Trump’s New York hush money case is set for trial April 15

NEW YORK (AP) — Former President Donald Trump will stand trial April 15 on charges related to hush money payments meant to cover up claims of marital infidelity, a New York judge ruled Monday, tersely swatting aside defense claims of prosecutorial misconduct.

Assuming the date holds, the decision from Judge Juan M. Merchan ensures that the prosecution will be the first of four criminal cases against Trump to reach trial, with the presumptive Republican nominee facing a jury in the city where he built a business empire decades ago and gained celebrity status.

The trial had been in limbo after a last-minute document dump caused a postponement of the original date. In setting jury selection for April 15, Merchan bristled at what he suggested were baseless claims by Trump’s lawyers that prosecutors intentionally failed to pursue tens of thousands of pages of records from a federal probe covering the same issues.

Prosecutors said only a handful of those newly released records were relevant to the case. Defense lawyers contended thousands of pages are potentially important and require painstaking review. Merchan, who earlier this month postponed the trial until at least mid-April, told defense lawyers that they should have acted sooner if they believed they didn’t have all the records they felt they were entitled to.

Trump wasn’t harmed by the recent provision of material and the prosecutors who turned it over were not at fault, Merchan said.

Outside the courtroom, Trump complained about the ruling, characterizing the case — as he has done repeatedly — as an act of “election interference.”

“This is a case that could have been brought three and a half years ago. And now they’re fighting over days because they want to try and do it during the election. This is election interference. That’s all it is. Election interference and it’s a disgrace,” the former president said.

The hearing took place on the same day that a New York appeals court granted Trump a dose of good news by agreeing to hold off collection of his $454 million civil fraud judgment — if he puts up $175 million within 10 days.

The two developments underscored the extent to which New York, the city where Trump was born and raised, has emerged as an epicenter of his criminal and civil jeopardy. Though the hush money case filed last year by prosecutors in Manhattan is seen as involving less serious accusations than his other prosecutions — which charge him with conspiring to overturn the results of the 2020 presidential election and illegally retaining classified documents — it has taken on added importance given that it’s the only one that appears likely for trial in the coming months.

Monday’s hearing centered on a documents dispute that had threatened to delay the case for additional weeks if not months.

Trump’s lawyers had complained that their preparations were being hampered by the late arrival of evidence from the 2018 federal investigation that sent his former lawyer and fixer Michael Cohen to prison.

Local prosecutors denied any wrongdoing and blamed Trump’s lawyers for bringing the time crunch upon themselves by waiting until Jan. 18 to subpoena the records from the U.S. attorney’s office — a mere nine weeks before jury selection was supposed to start.

They also said there was little new material in the documents trove. Matthew Colangelo said in court Monday that the number of relevant, usable, new documents “is quite small” — around 300 records or fewer.

“We very much disagree,” countered defense lawyer Todd Blanche, who said the number totaled in the thousands and continues to grow. Trump’s lawyers argued that the delayed disclosures warranted dismissing the case or at least pushing it off three months.

“We’re not doing our jobs if we don’t independently review the materials,” Blanche said. “Every document is important.”

Merchan was unmoved.

▶ **WHAT THIS EXERCISE ASKS**
[1] In the hush money trial article, on what date did Trump's lawyers subpoena the records from the U.S. attorney's office?
[2] Rewrite the passage of the hush money trial article that begins with "NEW YORK (AP)" and ends with "gained celebrity status.", changing "business empire" to "real estate empire".
Answer from the article on Trump's hush money trial alone.

▶ **COLLECTED MATERIAL**
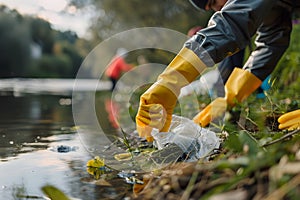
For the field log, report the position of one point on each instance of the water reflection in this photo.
(31, 127)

▶ **SOLUTIONS PER TASK**
[1] They subpoenaed the records on Jan. 18.

[2]
NEW YORK (AP) — Former President Donald Trump will stand trial April 15 on charges related to hush money payments meant to cover up claims of marital infidelity, a New York judge ruled Monday, tersely swatting aside defense claims of prosecutorial misconduct.

Assuming the date holds, the decision from Judge Juan M. Merchan ensures that the prosecution will be the first of four criminal cases against Trump to reach trial, with the presumptive Republican nominee facing a jury in the city where he built a real estate empire decades ago and gained celebrity status.